Task description.
Put all of the material below into a CSV with two columns, text and answer, giving each text its own row alongside its answer. Quote every field, and turn line breaks into spaces.

[start Provided information]

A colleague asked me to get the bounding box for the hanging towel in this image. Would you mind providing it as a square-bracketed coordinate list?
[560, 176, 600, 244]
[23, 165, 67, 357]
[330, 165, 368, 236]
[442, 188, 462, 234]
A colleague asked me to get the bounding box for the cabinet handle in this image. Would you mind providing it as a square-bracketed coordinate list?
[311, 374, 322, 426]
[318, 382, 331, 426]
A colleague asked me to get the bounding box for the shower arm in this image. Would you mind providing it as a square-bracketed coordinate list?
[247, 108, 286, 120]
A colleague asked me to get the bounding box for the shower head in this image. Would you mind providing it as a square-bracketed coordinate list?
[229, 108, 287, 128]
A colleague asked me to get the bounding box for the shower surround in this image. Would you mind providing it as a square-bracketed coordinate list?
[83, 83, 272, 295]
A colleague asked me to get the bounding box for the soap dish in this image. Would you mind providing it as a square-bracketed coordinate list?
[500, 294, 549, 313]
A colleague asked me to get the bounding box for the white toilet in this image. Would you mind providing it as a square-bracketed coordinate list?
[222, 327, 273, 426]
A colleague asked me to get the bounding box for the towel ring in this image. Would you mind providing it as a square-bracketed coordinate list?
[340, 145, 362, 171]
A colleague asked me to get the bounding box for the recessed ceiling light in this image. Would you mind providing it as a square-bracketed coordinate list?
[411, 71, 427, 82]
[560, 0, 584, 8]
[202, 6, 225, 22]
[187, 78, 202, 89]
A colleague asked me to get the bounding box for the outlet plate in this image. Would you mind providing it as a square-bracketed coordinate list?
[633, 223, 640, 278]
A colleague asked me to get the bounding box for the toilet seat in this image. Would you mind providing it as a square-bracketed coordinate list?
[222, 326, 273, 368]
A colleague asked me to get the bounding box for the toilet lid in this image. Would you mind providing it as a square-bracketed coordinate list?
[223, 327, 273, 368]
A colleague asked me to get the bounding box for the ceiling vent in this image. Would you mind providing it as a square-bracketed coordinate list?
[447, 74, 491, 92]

[end Provided information]

Task result.
text,answer
"A colleague asked me to get the bounding box for the hanging towel in this image. Would you mind providing it as a square-bracketed coordinate list?","[560, 176, 600, 244] [23, 165, 67, 357] [330, 165, 368, 236] [442, 188, 462, 234]"
"A colleague asked me to get the bounding box for the cabinet handle in this image. Would you mind providing it as a square-bracketed coordinate list?","[311, 374, 322, 426] [318, 382, 331, 426]"
"A colleague asked me to get the bounding box for the shower arm in this image. Would you mind providing it as a square-bracketed coordinate list?","[247, 108, 286, 120]"
"A colleague asked me to get the bounding box for the shower head in this image. Would you mind providing it as a square-bracketed coordinate list?","[229, 108, 287, 128]"
"A colleague asked me to get the bounding box for the shower surround in this image. Would you mind providing it as a square-bracketed coordinate list?","[83, 83, 272, 295]"
"A colleague asked me to get the bounding box for the soap dish in this image. Would you mind providing it as a square-bracketed coordinate list?","[500, 294, 549, 313]"
"A colleague asked me to get the bounding box for the white toilet in this image. Would you mind providing it as a square-bracketed coordinate list?","[222, 327, 273, 426]"
"A colleague asked me to get the bounding box for the towel ring in this image. Would you mind providing it as a square-bracketed coordinate list?","[340, 145, 362, 171]"
"A colleague asked me to get the bounding box for the recessed ceiling light in this image. Would you mind providing it as a square-bracketed coordinate list?","[411, 71, 427, 82] [560, 0, 584, 8] [202, 6, 225, 22] [187, 78, 202, 89]"
"A colleague asked me to get the bounding box for the outlet plate in this image. Would you mind providing it as a square-bracketed coordinate list?","[633, 223, 640, 278]"
"A colleague asked me to get the bounding box for the toilet seat in this image. Would you mind providing it as a square-bracketed coordinate list?","[222, 326, 273, 368]"
"A colleague asked me to get the bounding box for the toilet lid in this image. Would you mind providing it as a square-bracketed coordinate list?","[223, 327, 273, 368]"
"A colleague asked me to get the bounding box for the ceiling vent in this image. Would you mind providing it as a square-bracketed coordinate list?","[447, 74, 491, 92]"